What to produce - Render every line of the listing below as a JSON list of strings, one string per line, leaving out blank lines and the pictures.

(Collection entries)
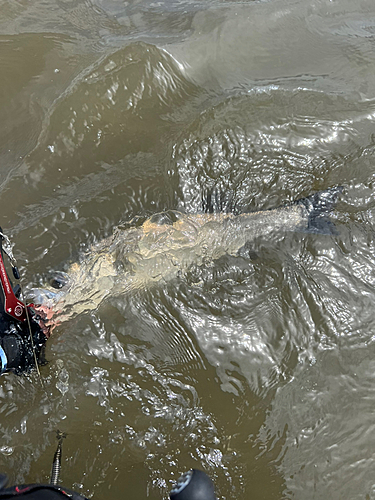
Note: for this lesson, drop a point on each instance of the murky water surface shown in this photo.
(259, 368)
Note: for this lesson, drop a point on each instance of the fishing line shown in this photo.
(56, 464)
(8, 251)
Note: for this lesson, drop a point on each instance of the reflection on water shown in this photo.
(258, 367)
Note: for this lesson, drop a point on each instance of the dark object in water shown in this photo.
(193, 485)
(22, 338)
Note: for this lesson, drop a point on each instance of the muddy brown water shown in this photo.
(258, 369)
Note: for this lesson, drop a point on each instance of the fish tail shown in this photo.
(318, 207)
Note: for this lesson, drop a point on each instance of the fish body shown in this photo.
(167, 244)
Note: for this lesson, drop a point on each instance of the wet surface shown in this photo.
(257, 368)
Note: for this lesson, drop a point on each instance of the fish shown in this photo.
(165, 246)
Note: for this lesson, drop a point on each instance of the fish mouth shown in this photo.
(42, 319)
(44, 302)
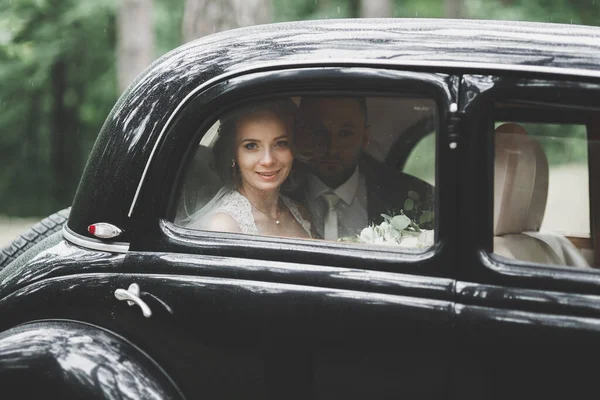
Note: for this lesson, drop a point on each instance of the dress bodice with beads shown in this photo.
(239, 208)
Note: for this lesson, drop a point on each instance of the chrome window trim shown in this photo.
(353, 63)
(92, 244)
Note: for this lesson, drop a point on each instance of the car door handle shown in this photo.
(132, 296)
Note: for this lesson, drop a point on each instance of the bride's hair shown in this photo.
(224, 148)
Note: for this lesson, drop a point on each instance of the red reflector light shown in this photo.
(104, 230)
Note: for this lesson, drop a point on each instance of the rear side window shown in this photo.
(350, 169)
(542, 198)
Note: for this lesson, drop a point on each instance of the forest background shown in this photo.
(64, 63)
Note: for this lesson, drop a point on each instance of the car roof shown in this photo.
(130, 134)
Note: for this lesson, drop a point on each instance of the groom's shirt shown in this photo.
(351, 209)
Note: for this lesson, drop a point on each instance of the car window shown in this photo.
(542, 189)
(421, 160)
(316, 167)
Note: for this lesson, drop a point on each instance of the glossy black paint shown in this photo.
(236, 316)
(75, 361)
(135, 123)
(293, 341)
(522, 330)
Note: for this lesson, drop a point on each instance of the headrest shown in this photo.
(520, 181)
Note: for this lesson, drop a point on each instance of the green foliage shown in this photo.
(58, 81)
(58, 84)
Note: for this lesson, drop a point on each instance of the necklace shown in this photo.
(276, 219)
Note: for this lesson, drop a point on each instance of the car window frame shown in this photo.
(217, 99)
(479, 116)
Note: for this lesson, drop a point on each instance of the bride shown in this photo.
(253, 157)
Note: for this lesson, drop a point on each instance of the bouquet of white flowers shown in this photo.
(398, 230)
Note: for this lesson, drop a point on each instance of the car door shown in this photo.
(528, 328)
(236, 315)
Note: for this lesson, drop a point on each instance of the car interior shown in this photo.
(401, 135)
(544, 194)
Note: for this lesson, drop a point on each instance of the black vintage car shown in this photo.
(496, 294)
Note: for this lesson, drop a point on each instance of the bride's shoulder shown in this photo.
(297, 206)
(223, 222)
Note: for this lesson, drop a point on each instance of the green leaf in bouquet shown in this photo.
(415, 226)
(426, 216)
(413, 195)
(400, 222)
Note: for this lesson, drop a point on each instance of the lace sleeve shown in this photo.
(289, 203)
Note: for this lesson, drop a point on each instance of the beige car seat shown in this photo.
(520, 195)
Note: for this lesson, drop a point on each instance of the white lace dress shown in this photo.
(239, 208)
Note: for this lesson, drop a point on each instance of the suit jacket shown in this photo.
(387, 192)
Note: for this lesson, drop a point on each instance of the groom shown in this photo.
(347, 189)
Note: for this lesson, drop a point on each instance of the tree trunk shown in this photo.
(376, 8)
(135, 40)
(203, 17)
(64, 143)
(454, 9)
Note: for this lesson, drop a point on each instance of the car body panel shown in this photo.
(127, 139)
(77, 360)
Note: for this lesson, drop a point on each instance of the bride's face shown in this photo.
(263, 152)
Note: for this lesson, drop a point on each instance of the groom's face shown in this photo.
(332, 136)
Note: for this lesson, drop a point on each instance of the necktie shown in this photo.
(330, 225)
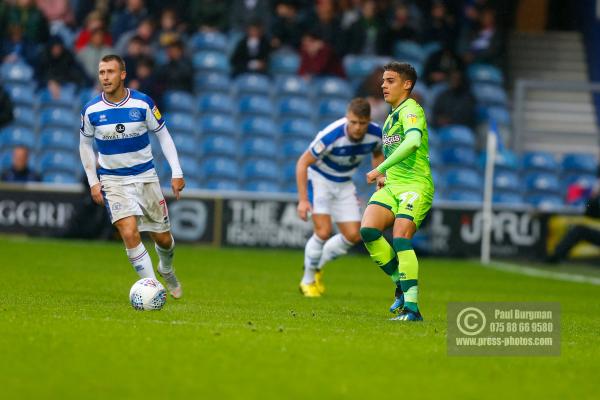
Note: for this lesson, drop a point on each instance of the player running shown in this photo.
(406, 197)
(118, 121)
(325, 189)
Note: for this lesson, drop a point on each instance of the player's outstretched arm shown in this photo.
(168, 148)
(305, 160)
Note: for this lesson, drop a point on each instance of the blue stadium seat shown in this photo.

Reply -
[
  "Note: for this lesson, drop a point on each instance of the murky water surface shown in this photo.",
  "(259, 368)",
  "Note: for this lesson, drop a point on each instance of the fishing line shown in this photo.",
  "(56, 464)",
  "(8, 251)",
  "Note: for this lesson, drop a point on each instance of the reflection on water shown in this photo.",
  "(258, 367)",
  "Note: for this lesson, drop a point on each instance of the dark object in water shown in this photo.",
  "(193, 485)",
  "(22, 338)",
  "Note: for this lesson, drop a point on each instance of the muddy brown water shown in this photo.",
  "(258, 369)",
  "Note: for this lesson, drop a point on each instance of the fish tail shown in this photo.",
  "(318, 207)",
  "Note: for this lesson, drop a point on each instance of the fish body shown in this photo.",
  "(167, 244)",
  "Note: for this lesson, drop a point on each instance of the wet surface shown in this photo.",
  "(257, 368)",
  "Note: for this lesson, drop a point on each instance of the fish shown in this photo.",
  "(165, 246)",
  "Note: for this lesson, drop a point on each instance of the fish mouth shown in this photo.",
  "(42, 319)",
  "(44, 302)",
  "Note: for this lesson, drop a point on each instance of the dress bodice with beads shown in this photo.",
  "(239, 208)",
  "Note: for this lesson, drop a point on each instance of the chrome window trim shown in this photo.",
  "(353, 63)",
  "(92, 244)",
  "Note: for this lesson, drop a point on each instance of the car door handle shown in this photo.",
  "(132, 296)",
  "Note: for this lesson, drop a point on each instance of the bride's hair shown in this photo.",
  "(224, 148)",
  "Note: for this lesson, drop a point on each instance of the red reflector light shown in this photo.",
  "(104, 230)",
  "Note: for this lesson, drop a point on each instance of the rear side window shown in this photo.",
  "(350, 169)",
  "(542, 198)",
  "Note: for this lesson, drop a point on each instance of the forest background shown in this photo.",
  "(64, 63)",
  "Note: for this lesson, drop a point on each instance of the car roof shown in this photo.",
  "(130, 134)",
  "Note: for this lesson, drop a point on each instance of the groom's shirt shown in this photo.",
  "(351, 209)",
  "Note: for this lesson, drop a point on each instance of the car window shown in this photo.",
  "(542, 189)",
  "(421, 160)",
  "(316, 167)",
  "Note: for this lesson, drop a point on each instance of the glossy black paint shown in this photo.",
  "(236, 316)",
  "(75, 361)",
  "(135, 123)",
  "(293, 341)",
  "(522, 330)",
  "Note: for this lesson, drop a point on each instance of the headrest shown in this photo.",
  "(520, 181)",
  "Note: for this lesson, drop a point on each instance of the green foliage shown in this photo.",
  "(58, 81)",
  "(58, 84)",
  "Note: for this lesson, drop a point on each instance of the necklace shown in this photo.",
  "(276, 219)",
  "Note: for this lesson, drop a point on each instance of the car window frame shown in this photo.",
  "(217, 99)",
  "(479, 116)",
  "Note: for this lesson, drop a point on each instance of the bride shown in this photo.",
  "(253, 157)",
  "Note: for this lesson, drop a point on each instance of the bouquet of white flowers shown in this photo.",
  "(398, 230)",
  "Note: for this lesson, drop a point on each instance of the car door shown in this photo.",
  "(528, 328)",
  "(236, 315)",
  "Note: for this lesson, drop a point on each instance of the car interior shown in this photo.",
  "(401, 135)",
  "(544, 194)",
  "Note: for this lesson, drop a point on each instance of the black vintage car shown in this photo.",
  "(496, 294)",
  "Note: for this lesson, drop a point on each instance of the bride's shoulder shown in this photo.",
  "(297, 206)",
  "(223, 222)",
  "Note: for this lesson, drop a point on each instance of the green leaf in bouquet shown in this photo.",
  "(415, 226)",
  "(426, 216)",
  "(413, 195)",
  "(400, 222)",
  "Note: for this lesson, drop a point on each instance of the lace sleeve shown in this photo.",
  "(289, 203)",
  "Note: for this lesson, drop a point on each instance of the beige car seat shown in this photo.",
  "(520, 195)",
  "Note: for this lesson, drop a point on each instance of the white lace dress shown in this photo.",
  "(239, 208)",
  "Note: for this lesson, drop a point on each instance of the suit jacket shown in this photo.",
  "(387, 192)",
  "Note: for this lesson, drop a point on each instance of the groom shown in this photo.",
  "(347, 189)",
  "Note: for this lesson, drop a point on each instance of the tree trunk shown in this photo.",
  "(376, 8)",
  "(135, 40)",
  "(203, 17)",
  "(64, 143)",
  "(454, 9)",
  "Note: for this lesson, drop a point on each instance of the car body panel shown in this photo.",
  "(127, 139)",
  "(77, 360)",
  "Note: for this lesson, drop a point on each instance of the bride's face shown in this photo.",
  "(263, 152)",
  "Note: for this lesson, drop a point on each instance of the groom's face shown in this photo.",
  "(332, 136)",
  "Note: for this lesson, drop a point on each instance of the necktie shown in this photo.",
  "(330, 225)",
  "Note: for this lesson, drop a point on each instance of the player running shown in this photo.",
  "(406, 197)",
  "(118, 121)",
  "(325, 189)",
  "Note: for this lesson, drop a point on each instance of the player's outstretched arm shown in this photo.",
  "(168, 148)",
  "(305, 160)",
  "Note: for this lesson, drop a point on each instance of the blue stadium seat shown in this photo."
]